» **Directions for this task**
In full and without deviation, write out the entries that follow.

Recorded data
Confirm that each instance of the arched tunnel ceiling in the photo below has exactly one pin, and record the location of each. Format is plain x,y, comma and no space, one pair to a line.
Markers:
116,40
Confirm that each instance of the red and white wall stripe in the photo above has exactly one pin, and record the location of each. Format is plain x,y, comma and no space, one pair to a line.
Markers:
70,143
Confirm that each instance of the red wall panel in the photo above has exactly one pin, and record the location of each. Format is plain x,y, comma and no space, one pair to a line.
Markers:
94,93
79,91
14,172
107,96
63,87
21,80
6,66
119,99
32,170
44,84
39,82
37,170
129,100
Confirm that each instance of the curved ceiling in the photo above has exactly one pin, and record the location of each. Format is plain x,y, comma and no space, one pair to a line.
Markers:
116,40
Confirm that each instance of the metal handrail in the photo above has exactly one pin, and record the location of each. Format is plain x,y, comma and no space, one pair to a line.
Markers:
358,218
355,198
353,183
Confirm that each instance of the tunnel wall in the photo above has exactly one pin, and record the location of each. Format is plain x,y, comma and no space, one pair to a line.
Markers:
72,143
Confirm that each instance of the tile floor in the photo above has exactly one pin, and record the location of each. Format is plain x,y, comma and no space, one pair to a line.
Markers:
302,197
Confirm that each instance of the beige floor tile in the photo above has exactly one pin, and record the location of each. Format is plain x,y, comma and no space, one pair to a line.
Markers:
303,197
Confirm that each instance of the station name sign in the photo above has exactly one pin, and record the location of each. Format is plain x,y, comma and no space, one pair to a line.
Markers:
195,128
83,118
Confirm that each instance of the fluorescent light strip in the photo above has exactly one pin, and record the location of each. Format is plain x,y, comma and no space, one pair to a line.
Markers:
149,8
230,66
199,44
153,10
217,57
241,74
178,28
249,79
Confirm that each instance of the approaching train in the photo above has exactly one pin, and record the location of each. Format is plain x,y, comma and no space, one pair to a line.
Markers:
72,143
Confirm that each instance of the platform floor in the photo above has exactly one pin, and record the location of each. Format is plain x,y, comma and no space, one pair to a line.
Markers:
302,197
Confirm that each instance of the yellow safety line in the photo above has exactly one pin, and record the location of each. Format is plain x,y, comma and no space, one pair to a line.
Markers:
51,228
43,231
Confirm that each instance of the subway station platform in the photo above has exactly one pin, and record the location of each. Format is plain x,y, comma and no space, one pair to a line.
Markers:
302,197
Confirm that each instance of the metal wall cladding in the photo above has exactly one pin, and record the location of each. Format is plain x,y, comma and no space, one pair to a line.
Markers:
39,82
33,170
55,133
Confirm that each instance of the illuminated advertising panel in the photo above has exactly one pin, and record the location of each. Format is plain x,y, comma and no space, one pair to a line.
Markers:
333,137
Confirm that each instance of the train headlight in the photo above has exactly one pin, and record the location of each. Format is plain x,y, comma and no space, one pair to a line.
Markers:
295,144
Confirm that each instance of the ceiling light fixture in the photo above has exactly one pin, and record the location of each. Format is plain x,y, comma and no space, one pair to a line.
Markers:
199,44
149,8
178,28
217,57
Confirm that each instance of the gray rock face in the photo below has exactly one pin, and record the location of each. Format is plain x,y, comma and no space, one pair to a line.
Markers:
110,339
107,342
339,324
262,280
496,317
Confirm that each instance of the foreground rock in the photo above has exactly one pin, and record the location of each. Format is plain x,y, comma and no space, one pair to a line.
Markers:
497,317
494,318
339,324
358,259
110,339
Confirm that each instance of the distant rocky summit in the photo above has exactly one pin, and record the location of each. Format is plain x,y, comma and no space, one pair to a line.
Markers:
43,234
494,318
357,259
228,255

» **The solution**
Confirm that each instance of the arched tunnel ceiling in the photo below has exactly one pin, and record the location of each. Format is plain x,y, comma and no space, one pair to a line.
Markers:
116,40
Confirm that each instance of the red and white wall stripe in the photo above has exactly one pin, and record the location of each. Format is plain x,y, comma and no space, one pair to a line.
Markers:
70,143
Confirm that each instance of the red wall panel in the photo above has exactly one pin, and record the location of each. Format is plain x,y, comma and no space, one pair to a line.
Markers:
94,93
79,91
14,172
107,96
63,87
21,80
6,66
119,99
32,170
44,84
39,82
37,170
129,100
Confirm that each instance of the curved ceiling in the photo above has exactly one pin, and record the location of each. Format is plain x,y, comma and no space, one pair to a line.
Markers:
116,40
Confirm that each instance of the metal handrail in the photo above has exactly one pin, and record the location of each. Format is plain x,y, comma and no space, one pair to a line.
Markers:
358,218
355,198
353,183
Confirm that each instance of the tunnel wall in the photo above has exactly one pin, and record the location of each. Format is plain x,y, comma and no space, one pair to a line.
Markers:
72,143
Confirm that each instance of the tile floor in the photo above has exactly one pin, and record the location of each. Format is plain x,y, comma and no space, one pair to a line.
Markers:
302,197
Confirm that each instance of the beige floor tile in the photo above has exactly one pin, and record the location of each. Format is plain x,y, comma and no space, one pair to a line.
Markers:
303,197
Confirm that each instance of the station name sign in the photo above has exactly one pin, and record the location of each. Format is plain x,y, comma and no space, one pair to a line.
Markers:
195,128
83,118
Confirm that each instance of the fluorescent light strip in the photo above has exactly one pin, and record the location of each. Format is plain x,y, comma and no space, one pair to a line.
Markers:
149,8
230,66
199,44
153,10
217,57
241,74
178,28
249,79
Confirm that each instance of the approaching train in the photo above has exactly one pin, and record the location of each. Format is plain x,y, comma and no space, one pair to a line.
Markers:
72,143
Confirm that each instance of the platform floor in the photo above has exactly one pin, and record the location of each. Format is plain x,y, comma and no space, one pair to a line.
Markers:
302,197
Confirm that each instance of the yellow safety line in the photo above has exactly one pin, and record the location of each. Format is plain x,y, comma and no space, one pair to a line.
Markers:
51,228
43,231
Confirm that each instance of the subway station platform in the photo above has exactly one pin, and record the location of each. Format is plain x,y, comma and no space, one pair to a line.
Markers:
302,197
Confirm that each instance of the metal wall cladding in the photo above has exactly one pin, and record the location of each. Format is plain x,y, comma and no space, one pair to a line.
Markers:
39,82
33,170
55,133
Confirm that each instance of the illuminated advertising panel in the photo above has exactly one pin, and record the location of each. Format is plain x,y, comma and no space, one pair to a line.
Markers:
333,137
Confirm that each instance of the train headlight in the photo above has exactly one pin, and record the location of each. Format is plain x,y, comma and no space, one pair to a line.
Markers:
295,144
Confirm that each instance of the ceiling light fixture in the photo above has exactly one pin, and record the location of each. Format is plain x,y, comma and no space, one pair to a line.
Markers:
199,44
149,8
178,28
217,57
Confirm that each instance of the gray rock face in the photo below has exactly one pin, and record the location of each. Format is plain x,y, comma and no space, one pair to a line.
Markers:
110,339
107,342
339,324
262,280
496,317
Confirm that each instance of the foreground rock in the photo above has exactly one pin, and record the location of each. Format is plain x,y, comma and no space, one pair to a line.
Markers:
497,317
494,318
339,324
358,259
110,339
Confirm that each instance of the distant rocky summit in the photo above has exactly one pin, and record the location of each. Format is plain x,y, comma and no space, one pair to a line.
Markers:
43,234
494,318
357,259
228,255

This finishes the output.